» TEXT SEGMENT
————

Quality granular processing in pd
@Moddmo said:
I guess a better question is if pd has disadvantages here compared to other DSP programming languages.
Granular synthesis is sometimes imagined as this magical, complex thing, but the fundamentals are quite simple. Get the fundamentals right, and the sound quality follows from that (and is mainly a matter of parameter tuning).
So you're playing back a block of audio from a buffer or a delay line. (I used a delay line because that's the best way to implement a circular buffer in Pd vanilla. You could also use cyclone [count~] to generate phase for use with [tabwrite~] and [tabread4~].) The important points here are to get the boundaries of the audio segment correct, and to modulate the starting position intelligently. "Boundaries" includes concepts of: how many grains per second should be triggered, how many of them overlap, how fast will the audio be played.
And each grain needs an envelope matching the grain duration.

————

» GIVEN RECORDS
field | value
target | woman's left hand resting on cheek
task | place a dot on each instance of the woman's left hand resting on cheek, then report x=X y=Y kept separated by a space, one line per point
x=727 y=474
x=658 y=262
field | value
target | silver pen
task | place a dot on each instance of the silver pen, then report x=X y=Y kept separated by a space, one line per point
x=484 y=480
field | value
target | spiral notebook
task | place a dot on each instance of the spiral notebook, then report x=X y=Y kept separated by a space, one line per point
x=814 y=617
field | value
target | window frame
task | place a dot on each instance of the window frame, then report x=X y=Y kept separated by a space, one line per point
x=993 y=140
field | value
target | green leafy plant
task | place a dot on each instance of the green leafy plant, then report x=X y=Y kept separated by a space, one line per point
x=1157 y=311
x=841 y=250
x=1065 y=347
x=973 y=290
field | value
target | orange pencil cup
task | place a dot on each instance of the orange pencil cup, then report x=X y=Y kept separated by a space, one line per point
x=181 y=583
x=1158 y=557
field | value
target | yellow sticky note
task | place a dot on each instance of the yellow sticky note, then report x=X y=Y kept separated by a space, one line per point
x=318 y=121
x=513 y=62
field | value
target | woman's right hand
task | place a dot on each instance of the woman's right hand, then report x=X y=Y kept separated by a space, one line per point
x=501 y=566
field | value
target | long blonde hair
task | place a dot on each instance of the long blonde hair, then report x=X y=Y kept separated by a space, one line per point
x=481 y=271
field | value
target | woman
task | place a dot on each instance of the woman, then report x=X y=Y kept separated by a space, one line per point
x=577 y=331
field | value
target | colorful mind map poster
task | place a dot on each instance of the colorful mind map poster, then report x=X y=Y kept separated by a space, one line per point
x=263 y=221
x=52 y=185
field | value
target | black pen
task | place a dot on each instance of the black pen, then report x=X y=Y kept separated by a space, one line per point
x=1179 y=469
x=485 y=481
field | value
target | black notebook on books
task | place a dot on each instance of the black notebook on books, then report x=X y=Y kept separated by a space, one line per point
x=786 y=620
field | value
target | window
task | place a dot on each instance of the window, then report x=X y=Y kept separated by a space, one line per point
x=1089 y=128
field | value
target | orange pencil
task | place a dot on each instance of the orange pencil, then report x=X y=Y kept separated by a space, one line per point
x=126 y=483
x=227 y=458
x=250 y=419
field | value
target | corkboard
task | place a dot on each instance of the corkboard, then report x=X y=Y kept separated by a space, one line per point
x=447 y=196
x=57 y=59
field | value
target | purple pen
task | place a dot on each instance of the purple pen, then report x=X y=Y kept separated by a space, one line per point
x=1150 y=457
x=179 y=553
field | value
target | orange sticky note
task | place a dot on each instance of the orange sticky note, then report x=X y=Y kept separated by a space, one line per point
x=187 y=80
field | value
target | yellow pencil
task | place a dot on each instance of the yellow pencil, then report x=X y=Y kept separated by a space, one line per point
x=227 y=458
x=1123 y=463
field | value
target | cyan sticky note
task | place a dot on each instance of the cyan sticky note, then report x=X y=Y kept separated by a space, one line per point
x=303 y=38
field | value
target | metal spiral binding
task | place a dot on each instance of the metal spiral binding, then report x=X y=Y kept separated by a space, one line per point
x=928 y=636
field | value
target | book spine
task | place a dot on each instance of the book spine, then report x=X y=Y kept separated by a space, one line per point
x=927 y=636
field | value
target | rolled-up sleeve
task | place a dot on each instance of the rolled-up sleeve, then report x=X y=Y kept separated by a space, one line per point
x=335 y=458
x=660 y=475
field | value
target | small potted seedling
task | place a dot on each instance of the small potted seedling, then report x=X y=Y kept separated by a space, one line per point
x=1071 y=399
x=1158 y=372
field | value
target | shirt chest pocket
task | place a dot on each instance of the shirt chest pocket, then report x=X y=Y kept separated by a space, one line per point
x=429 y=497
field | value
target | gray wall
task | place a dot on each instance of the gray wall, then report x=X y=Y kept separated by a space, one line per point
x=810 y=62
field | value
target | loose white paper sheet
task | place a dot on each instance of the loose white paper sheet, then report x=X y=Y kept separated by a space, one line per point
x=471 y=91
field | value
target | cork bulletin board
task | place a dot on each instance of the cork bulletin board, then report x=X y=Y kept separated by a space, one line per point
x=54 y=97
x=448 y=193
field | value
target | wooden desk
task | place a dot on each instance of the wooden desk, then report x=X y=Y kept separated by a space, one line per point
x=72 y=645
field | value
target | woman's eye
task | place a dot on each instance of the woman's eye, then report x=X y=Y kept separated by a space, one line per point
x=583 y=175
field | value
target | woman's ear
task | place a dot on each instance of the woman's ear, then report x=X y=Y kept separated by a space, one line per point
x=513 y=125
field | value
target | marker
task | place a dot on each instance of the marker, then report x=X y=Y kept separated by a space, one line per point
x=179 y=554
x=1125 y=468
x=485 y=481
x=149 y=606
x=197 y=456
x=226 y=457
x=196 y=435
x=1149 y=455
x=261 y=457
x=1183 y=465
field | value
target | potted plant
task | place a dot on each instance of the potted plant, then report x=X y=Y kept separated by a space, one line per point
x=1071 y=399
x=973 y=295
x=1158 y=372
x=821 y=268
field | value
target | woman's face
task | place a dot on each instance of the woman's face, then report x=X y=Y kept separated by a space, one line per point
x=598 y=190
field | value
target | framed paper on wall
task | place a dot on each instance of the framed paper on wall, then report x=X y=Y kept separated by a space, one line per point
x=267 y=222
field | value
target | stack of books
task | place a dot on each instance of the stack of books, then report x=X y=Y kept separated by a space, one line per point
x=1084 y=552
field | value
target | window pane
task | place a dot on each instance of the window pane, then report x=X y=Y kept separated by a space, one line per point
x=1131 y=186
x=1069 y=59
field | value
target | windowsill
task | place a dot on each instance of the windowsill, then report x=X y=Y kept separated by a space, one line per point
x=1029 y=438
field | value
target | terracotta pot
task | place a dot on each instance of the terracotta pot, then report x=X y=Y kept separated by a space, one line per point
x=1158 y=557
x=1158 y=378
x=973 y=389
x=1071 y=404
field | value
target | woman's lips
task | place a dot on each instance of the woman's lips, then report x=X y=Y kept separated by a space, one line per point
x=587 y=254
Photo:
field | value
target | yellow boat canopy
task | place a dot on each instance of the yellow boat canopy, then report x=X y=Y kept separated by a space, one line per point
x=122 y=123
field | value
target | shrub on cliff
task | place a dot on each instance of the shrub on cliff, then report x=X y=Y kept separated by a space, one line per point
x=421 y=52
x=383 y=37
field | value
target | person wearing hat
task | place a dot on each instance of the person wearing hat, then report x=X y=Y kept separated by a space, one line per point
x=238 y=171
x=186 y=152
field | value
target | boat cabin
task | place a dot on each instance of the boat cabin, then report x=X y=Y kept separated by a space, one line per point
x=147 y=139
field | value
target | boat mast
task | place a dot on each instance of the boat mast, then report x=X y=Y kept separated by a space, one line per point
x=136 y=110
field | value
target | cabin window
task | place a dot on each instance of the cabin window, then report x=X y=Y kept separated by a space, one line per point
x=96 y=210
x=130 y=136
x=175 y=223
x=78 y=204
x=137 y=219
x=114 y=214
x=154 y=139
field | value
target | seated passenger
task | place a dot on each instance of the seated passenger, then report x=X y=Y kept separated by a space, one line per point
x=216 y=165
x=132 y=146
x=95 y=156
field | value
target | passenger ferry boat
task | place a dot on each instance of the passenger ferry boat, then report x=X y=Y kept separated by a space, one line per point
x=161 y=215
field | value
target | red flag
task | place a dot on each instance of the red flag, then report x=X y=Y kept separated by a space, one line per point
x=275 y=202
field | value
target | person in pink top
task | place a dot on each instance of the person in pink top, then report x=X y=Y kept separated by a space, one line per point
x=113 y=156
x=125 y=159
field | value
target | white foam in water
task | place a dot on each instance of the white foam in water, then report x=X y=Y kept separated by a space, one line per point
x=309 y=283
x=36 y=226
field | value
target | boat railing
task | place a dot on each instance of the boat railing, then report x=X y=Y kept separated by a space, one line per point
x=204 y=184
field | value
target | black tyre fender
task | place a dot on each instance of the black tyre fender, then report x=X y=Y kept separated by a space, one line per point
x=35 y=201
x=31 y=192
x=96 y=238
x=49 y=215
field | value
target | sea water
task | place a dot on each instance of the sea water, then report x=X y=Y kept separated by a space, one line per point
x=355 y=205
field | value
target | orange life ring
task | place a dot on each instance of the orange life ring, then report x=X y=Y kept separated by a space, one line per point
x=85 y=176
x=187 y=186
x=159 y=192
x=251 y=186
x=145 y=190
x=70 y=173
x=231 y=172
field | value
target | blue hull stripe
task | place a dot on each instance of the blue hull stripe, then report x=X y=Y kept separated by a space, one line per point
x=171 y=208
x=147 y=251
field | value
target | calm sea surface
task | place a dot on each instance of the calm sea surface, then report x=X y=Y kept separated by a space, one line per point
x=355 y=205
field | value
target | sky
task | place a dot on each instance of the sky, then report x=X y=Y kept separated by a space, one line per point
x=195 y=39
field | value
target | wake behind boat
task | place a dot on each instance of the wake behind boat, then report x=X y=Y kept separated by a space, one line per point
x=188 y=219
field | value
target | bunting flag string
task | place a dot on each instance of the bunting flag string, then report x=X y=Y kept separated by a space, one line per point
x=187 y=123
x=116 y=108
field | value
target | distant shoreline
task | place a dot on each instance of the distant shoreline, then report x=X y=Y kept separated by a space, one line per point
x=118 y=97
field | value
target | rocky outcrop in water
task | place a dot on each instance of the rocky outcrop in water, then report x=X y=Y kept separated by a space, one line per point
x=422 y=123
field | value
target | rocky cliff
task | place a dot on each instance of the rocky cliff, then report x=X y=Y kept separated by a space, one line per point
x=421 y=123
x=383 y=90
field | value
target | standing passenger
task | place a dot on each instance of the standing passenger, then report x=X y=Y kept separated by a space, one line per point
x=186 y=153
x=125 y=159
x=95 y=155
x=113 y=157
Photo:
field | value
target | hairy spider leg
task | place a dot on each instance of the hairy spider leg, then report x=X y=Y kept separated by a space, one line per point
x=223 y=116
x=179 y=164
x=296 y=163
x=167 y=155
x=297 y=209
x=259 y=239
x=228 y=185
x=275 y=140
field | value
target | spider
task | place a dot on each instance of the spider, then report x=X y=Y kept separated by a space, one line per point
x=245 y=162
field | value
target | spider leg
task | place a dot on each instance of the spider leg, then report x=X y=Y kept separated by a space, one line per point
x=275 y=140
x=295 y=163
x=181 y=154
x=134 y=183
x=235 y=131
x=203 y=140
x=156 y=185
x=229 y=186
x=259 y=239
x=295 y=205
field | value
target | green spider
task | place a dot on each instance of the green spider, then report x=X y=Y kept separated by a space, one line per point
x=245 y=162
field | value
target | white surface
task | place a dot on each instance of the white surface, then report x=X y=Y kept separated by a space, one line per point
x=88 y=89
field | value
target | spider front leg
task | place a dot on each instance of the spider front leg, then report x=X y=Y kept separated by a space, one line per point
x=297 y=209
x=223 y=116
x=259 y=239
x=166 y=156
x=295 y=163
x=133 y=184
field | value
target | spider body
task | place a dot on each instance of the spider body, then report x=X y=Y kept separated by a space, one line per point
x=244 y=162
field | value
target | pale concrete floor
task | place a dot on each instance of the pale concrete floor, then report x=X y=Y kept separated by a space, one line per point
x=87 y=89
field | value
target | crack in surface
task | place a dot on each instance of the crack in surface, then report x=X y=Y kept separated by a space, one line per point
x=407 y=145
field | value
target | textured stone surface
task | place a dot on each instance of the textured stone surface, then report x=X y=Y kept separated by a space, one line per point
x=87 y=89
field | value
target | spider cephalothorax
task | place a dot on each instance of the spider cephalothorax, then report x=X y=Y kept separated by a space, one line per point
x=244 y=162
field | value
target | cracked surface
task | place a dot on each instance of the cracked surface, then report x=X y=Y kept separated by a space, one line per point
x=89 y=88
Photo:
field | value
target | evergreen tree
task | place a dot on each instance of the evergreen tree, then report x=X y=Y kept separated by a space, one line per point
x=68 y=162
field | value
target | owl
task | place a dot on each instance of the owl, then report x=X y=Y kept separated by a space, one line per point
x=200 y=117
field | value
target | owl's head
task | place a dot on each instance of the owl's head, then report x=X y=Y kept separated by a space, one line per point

————

» THE TASKS
1. Reproduce the passage of the granular synthesis post above, starting at "So you're playing" and ending at "audio be played.".
2. Find each line in the entries above that contains the word "lips", and copy those lines.

» EXERCISE RESULTS
1.
So you're playing back a block of audio from a buffer or a delay line. (I used a delay line because that's the best way to implement a circular buffer in Pd vanilla. You could also use cyclone [count~] to generate phase for use with [tabwrite~] and [tabread4~].) The important points here are to get the boundaries of the audio segment correct, and to modulate the starting position intelligently. "Boundaries" includes concepts of: how many grains per second should be triggered, how many of them overlap, how fast will the audio be played.

2.
target | woman's lips
task | place a dot on each instance of the woman's lips, then report x=X y=Y kept separated by a space, one line per point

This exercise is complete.